자료 모음의 기록
# # # # #
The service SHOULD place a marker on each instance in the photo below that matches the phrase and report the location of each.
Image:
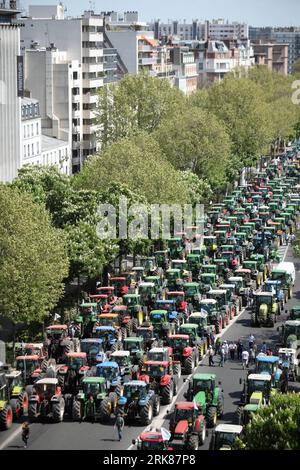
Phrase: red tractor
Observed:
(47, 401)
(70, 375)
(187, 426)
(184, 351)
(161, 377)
# # # # #
위 목록의 모든 줄을 한 글자도 고치지 말고 그대로 옮겨 적으세요. 그림은 답에 넣지 마세요.

▶ [과제 답안]
The service SHOULD place a marker on each instance in the photo below that matches the phrase and report the location of each.
Image:
Phrase: red tractor
Observed:
(47, 401)
(70, 375)
(187, 426)
(184, 351)
(161, 377)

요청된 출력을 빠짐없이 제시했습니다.